# [TASKS AND EXERCISES]
• a. From the transcript on platform teams, extract the passage that begins at the words "Camille: It's kind" and stops after the words "certain other areas.".
• b. In the transcript on platform teams, what does Camille name as their technical background?
• c. Proceed with the transcript on platform teams, starting after its final sentence.

Camille: Over engineering happens more in platform teams. I will 100 percent agree. And that is why it is so important. So important if you're going to build a platform team to be very thoughtful about how you are communicating what you are working on, how you are deciding what to work on, um, and, and, you know, and how you're setting goals and holding your team accountable for delivery.
Camille: So what I see is that, look, I just, I think that you, this is a leadership problem more than anything else. Um, leaders who don't want to have hard conversations with people about what is important to work on and who aren't willing to, to say no, actually, we really am, we should not rewrite the system. I know it's sort of annoying to you that it has these flaws, but rewriting it is going to take.
Camille: twice as long as we think it's going to take. It's going to cost us a lot of momentum, and it's not going to really provide value. If your leaders on your platform team aren't willing to have those hard conversations, you are going to get people over engineering things. Um, now, on the other hand, you do need to have thoughtful processes for evaluating what needs to happen, because there are times when your platform team is right.
Camille: We cannot scale this existing system. Like this existing system, if this company doubles in size, is going to fall over. If this, or if the, if the volume of X, Y, or Z doubles in size, it's going to fall over. And it's going to be very expensive. for us to fix it then, we should be investing in fixing it now.
Camille: It's kind of the job of, like, this, like, platform engineering leaders kind of need to know platform engineering to do the job, because you gotta be able to tell when that is true and when that's bullshit. And I, you know, I've done the job, right? That's, that's my, my technical background is large scale distributed systems.
Camille: I know, I know enough about certain parts of it, and I know how to hire people who know the other parts of it. This is kind of like, like, I think this is a big, it's a big risk when you're hiring platform teams and you're hiring platform leaders. Um, you want people who are good managers, but you also want people who kind of know the space because It is much harder to know the technical yes or no in this than it can be in certain other areas.

# [RECORDS SHOWN]
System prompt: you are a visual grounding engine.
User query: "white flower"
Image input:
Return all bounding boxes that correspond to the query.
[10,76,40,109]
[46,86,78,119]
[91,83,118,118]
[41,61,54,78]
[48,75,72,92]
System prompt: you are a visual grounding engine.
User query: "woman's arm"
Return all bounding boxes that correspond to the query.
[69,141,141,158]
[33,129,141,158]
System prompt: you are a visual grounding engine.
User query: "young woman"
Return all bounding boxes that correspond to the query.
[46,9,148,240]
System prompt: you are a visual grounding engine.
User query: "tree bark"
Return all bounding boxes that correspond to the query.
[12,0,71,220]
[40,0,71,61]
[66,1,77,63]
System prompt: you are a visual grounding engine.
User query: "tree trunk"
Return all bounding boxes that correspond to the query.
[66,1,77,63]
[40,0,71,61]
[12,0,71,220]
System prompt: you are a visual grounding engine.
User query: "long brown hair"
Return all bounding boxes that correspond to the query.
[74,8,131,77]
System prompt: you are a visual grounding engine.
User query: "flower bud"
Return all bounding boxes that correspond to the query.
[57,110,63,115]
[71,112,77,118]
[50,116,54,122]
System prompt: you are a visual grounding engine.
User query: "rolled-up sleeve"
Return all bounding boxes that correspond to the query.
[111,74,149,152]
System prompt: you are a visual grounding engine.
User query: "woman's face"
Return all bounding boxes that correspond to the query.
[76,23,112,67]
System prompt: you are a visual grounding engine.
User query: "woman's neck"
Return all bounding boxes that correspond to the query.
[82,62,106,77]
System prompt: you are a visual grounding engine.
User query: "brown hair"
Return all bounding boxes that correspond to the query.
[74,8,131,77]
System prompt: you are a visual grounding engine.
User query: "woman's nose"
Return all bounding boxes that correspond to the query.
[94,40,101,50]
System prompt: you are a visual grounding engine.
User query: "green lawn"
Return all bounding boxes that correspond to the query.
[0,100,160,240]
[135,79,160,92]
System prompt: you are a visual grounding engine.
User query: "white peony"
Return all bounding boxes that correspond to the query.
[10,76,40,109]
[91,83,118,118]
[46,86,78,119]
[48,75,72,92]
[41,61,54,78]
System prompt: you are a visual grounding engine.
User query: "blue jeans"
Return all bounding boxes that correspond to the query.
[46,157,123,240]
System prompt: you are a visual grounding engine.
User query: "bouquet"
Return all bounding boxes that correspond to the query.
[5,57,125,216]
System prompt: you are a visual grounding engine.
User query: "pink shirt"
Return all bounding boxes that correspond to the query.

# [ANSWERS BELOW]
• a.
Camille: It's kind of the job of, like, this, like, platform engineering leaders kind of need to know platform engineering to do the job, because you gotta be able to tell when that is true and when that's bullshit. And I, you know, I've done the job, right? That's, that's my, my technical background is large scale distributed systems.
Camille: I know, I know enough about certain parts of it, and I know how to hire people who know the other parts of it. This is kind of like, like, I think this is a big, it's a big risk when you're hiring platform teams and you're hiring platform leaders. Um, you want people who are good managers, but you also want people who kind of know the space because It is much harder to know the technical yes or no in this than it can be in certain other areas.

• b. Large scale distributed systems.

• c.
Tobi: So ultimately, you have someone who worked as an engineer and then maybe as a CTO or in DevOps, so who did infrastructure, who then turned into a leader. So that's where the CTO comes into play. Also likes product management. You Camille: know, that's actually the one thing I worry about with, uh, I sort of tell people after I've written the book, I'm like, you know, I really believe in platform engineering.
Camille: I wrote a book on it because I really believe in it. But I sometimes sit back and wonder, Maybe this is just like not something very many people can do. Like, you know, like that, like, like to be a little bit, you know, a little bit arrogant, like myself and my co author are both very good at these things.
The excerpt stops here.